▶ [WHAT THE EXERCISE ASKS]
Set down, word for word, the stretch of lines from the one containing "One pin marks each instance of the shrub" to the end of the records below.

─── EXTRACTED INFORMATION ───

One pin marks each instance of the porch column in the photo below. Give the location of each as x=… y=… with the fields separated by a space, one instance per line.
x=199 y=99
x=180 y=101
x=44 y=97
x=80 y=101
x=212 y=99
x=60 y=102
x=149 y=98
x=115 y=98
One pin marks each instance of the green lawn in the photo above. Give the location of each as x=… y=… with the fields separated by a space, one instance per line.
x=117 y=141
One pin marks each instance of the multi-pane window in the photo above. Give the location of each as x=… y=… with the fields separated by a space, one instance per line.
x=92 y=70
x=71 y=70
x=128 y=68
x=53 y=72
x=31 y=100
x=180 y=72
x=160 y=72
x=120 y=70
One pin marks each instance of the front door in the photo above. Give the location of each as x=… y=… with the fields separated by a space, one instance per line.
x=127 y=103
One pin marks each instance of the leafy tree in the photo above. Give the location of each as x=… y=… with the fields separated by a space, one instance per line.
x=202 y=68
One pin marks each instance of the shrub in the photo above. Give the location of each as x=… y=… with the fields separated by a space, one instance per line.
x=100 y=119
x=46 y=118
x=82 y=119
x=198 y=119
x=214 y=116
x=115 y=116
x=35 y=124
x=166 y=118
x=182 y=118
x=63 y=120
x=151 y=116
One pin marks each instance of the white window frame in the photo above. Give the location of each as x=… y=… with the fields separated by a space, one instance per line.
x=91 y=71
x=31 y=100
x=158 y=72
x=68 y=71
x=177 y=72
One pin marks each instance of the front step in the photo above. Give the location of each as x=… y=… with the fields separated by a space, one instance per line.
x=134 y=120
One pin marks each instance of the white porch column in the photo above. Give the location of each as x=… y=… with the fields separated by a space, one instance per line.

───

▶ [RESPONSE BELOW]
One pin marks each instance of the shrub in the photo above. Give the location of each as x=… y=… with the fields separated by a space, one instance per line.
x=100 y=119
x=46 y=118
x=82 y=119
x=198 y=119
x=214 y=116
x=115 y=116
x=35 y=124
x=166 y=118
x=182 y=118
x=63 y=120
x=151 y=116
One pin marks each instance of the white window frame in the photo above. Give the location of each as x=… y=… with the fields separated by a space, one instance per line.
x=91 y=71
x=31 y=100
x=158 y=72
x=68 y=71
x=177 y=72
One pin marks each instance of the front step in the photo above. Give the location of each as x=… y=… with the fields separated by a space, one instance per line.
x=134 y=120
One pin marks each instance of the white porch column in the photo above. Give the location of each as x=… y=… with the fields separated by a space, one instance per line.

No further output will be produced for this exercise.